Pull out every line of the records that contains the string "mode", matching case exactly.
Start of ROWS
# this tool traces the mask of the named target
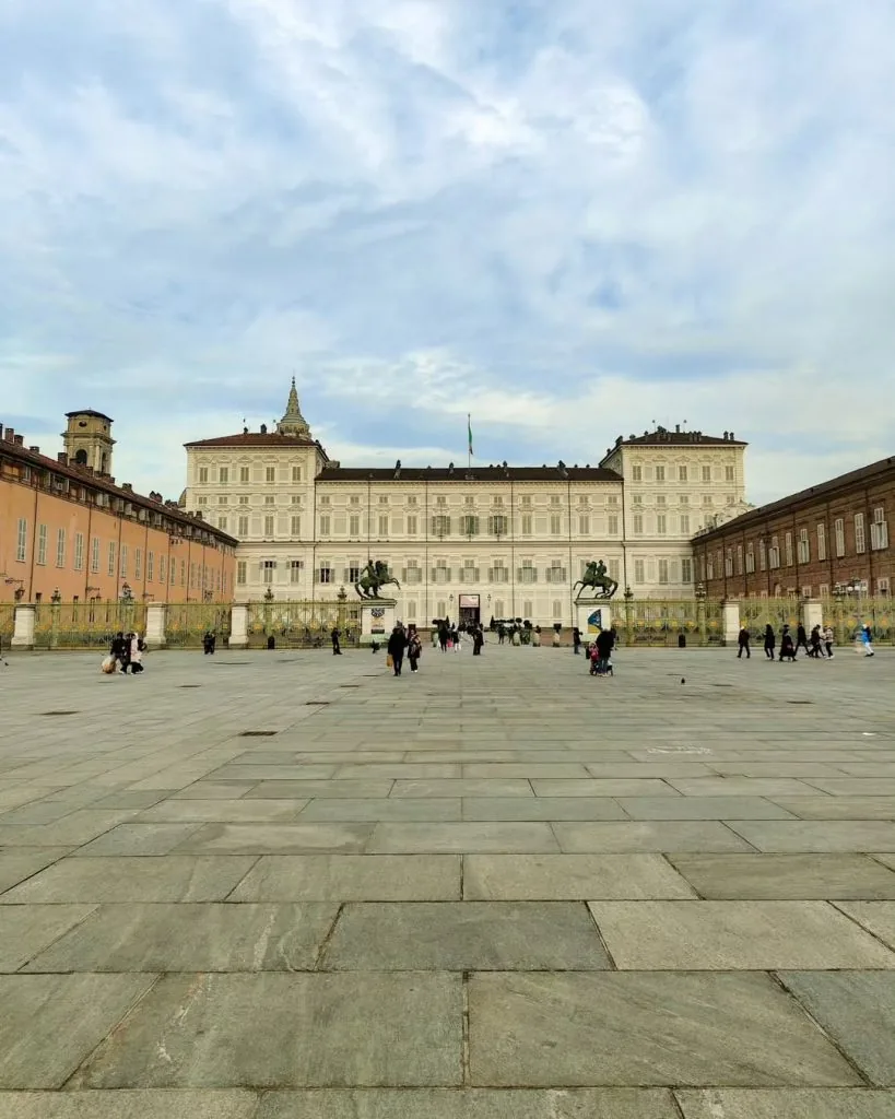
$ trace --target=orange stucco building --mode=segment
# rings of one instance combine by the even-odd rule
[[[0,602],[229,602],[237,542],[116,485],[109,416],[67,419],[55,459],[0,425]]]

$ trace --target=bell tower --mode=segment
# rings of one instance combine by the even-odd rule
[[[112,473],[113,421],[102,412],[83,408],[67,412],[68,426],[63,432],[63,445],[70,463],[91,467],[94,473]]]

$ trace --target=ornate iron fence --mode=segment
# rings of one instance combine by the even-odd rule
[[[142,602],[39,602],[35,608],[36,649],[100,649],[117,632],[144,633]]]
[[[612,623],[625,645],[722,645],[724,611],[715,599],[637,599],[613,604]]]
[[[206,633],[222,645],[230,636],[230,605],[219,602],[171,602],[164,612],[164,643],[169,649],[198,648]]]
[[[350,602],[249,602],[248,646],[264,648],[273,638],[277,648],[322,649],[330,633],[341,631],[343,646],[360,643],[360,605]]]

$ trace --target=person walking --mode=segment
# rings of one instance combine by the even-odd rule
[[[395,671],[395,676],[401,676],[401,668],[404,664],[404,650],[407,647],[407,638],[401,626],[396,626],[392,630],[392,636],[388,639],[388,656],[392,658],[392,668]]]

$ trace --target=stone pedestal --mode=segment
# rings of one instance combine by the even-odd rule
[[[163,649],[168,643],[164,637],[164,620],[168,608],[163,602],[150,602],[147,605],[147,632],[143,640],[150,649]]]
[[[576,602],[575,624],[581,630],[581,639],[585,643],[593,641],[601,630],[612,629],[612,606],[609,599]]]
[[[237,603],[230,608],[230,636],[227,638],[230,649],[248,648],[248,606]]]
[[[724,643],[736,645],[739,637],[739,603],[734,600],[725,600],[724,611]]]
[[[37,606],[31,603],[16,606],[16,620],[11,642],[13,649],[34,649],[36,614]]]
[[[370,599],[360,604],[361,645],[373,645],[374,641],[381,645],[388,640],[395,628],[396,606],[394,599]]]

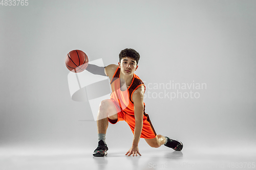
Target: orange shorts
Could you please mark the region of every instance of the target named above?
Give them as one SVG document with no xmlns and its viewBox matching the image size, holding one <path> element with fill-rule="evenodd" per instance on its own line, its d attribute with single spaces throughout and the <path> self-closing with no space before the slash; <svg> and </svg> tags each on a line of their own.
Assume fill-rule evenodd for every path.
<svg viewBox="0 0 256 170">
<path fill-rule="evenodd" d="M 112 124 L 115 124 L 118 122 L 124 120 L 129 125 L 131 130 L 132 130 L 133 133 L 134 134 L 134 128 L 135 127 L 135 117 L 134 117 L 134 115 L 127 114 L 123 110 L 121 110 L 119 105 L 114 100 L 111 99 L 111 101 L 113 102 L 118 112 L 118 117 L 117 120 L 112 120 L 109 118 L 109 122 Z M 152 139 L 155 138 L 156 135 L 157 134 L 151 124 L 148 115 L 144 112 L 143 127 L 140 137 L 142 138 Z"/>
</svg>

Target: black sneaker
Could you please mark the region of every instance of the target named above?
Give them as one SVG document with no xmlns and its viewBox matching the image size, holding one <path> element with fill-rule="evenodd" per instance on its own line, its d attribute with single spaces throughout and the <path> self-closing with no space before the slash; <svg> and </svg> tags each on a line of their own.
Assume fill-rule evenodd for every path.
<svg viewBox="0 0 256 170">
<path fill-rule="evenodd" d="M 182 150 L 183 144 L 181 142 L 178 140 L 170 139 L 168 137 L 166 137 L 166 138 L 167 138 L 167 141 L 166 144 L 164 144 L 165 146 L 172 148 L 176 151 L 180 151 Z"/>
<path fill-rule="evenodd" d="M 109 149 L 102 140 L 99 141 L 98 143 L 98 147 L 94 150 L 93 155 L 97 157 L 102 157 L 108 154 L 108 151 Z"/>
</svg>

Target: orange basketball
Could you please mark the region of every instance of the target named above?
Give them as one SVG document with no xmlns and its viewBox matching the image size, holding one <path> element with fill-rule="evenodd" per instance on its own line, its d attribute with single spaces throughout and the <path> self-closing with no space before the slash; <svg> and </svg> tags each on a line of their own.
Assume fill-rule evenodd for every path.
<svg viewBox="0 0 256 170">
<path fill-rule="evenodd" d="M 83 71 L 87 67 L 88 62 L 87 55 L 79 50 L 73 50 L 68 53 L 65 59 L 67 68 L 74 72 Z"/>
</svg>

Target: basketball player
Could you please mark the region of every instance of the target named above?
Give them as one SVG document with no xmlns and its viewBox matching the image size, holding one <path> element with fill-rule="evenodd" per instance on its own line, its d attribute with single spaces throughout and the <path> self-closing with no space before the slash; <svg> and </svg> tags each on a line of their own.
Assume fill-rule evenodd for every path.
<svg viewBox="0 0 256 170">
<path fill-rule="evenodd" d="M 109 122 L 115 124 L 123 120 L 127 123 L 134 134 L 132 147 L 125 155 L 141 156 L 138 147 L 140 138 L 153 148 L 164 144 L 178 151 L 183 148 L 181 142 L 157 135 L 148 115 L 145 112 L 145 86 L 134 74 L 139 59 L 140 55 L 135 50 L 126 48 L 121 51 L 118 65 L 100 67 L 89 64 L 86 69 L 93 74 L 109 77 L 112 90 L 110 99 L 102 101 L 99 106 L 97 120 L 98 143 L 93 154 L 94 156 L 102 157 L 108 154 L 105 140 Z"/>
</svg>

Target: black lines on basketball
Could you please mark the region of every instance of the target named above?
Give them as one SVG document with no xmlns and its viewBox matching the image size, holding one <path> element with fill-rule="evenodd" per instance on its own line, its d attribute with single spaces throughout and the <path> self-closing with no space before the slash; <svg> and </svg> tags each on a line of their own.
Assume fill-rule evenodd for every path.
<svg viewBox="0 0 256 170">
<path fill-rule="evenodd" d="M 88 57 L 83 52 L 75 50 L 67 55 L 65 63 L 67 68 L 74 72 L 80 72 L 88 66 Z"/>
<path fill-rule="evenodd" d="M 71 61 L 72 61 L 72 62 L 73 62 L 73 63 L 74 64 L 75 64 L 75 65 L 76 65 L 76 66 L 78 67 L 78 66 L 77 65 L 76 65 L 76 63 L 75 63 L 75 62 L 74 62 L 74 61 L 73 61 L 73 60 L 71 59 L 71 57 L 70 57 L 70 56 L 69 55 L 69 54 L 68 54 L 68 56 L 69 56 L 69 59 L 70 59 L 70 60 L 71 60 Z"/>
<path fill-rule="evenodd" d="M 78 54 L 78 53 L 77 53 L 77 51 L 76 50 L 76 54 L 77 54 L 77 57 L 78 57 L 78 60 L 79 60 L 79 65 L 80 65 L 80 57 L 79 57 L 79 55 Z"/>
</svg>

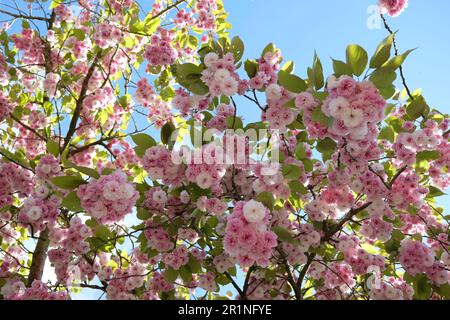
End of ROWS
SOLUTION FOR THIS TASK:
$ trace --target=orange stucco building --mode=segment
$ trace --target=bell tower --mode=segment
$ trace --target=ornate iron fence --mode=segment
$ trace --target=person walking --mode=segment
$ trace --target=stone pedestal --mode=segment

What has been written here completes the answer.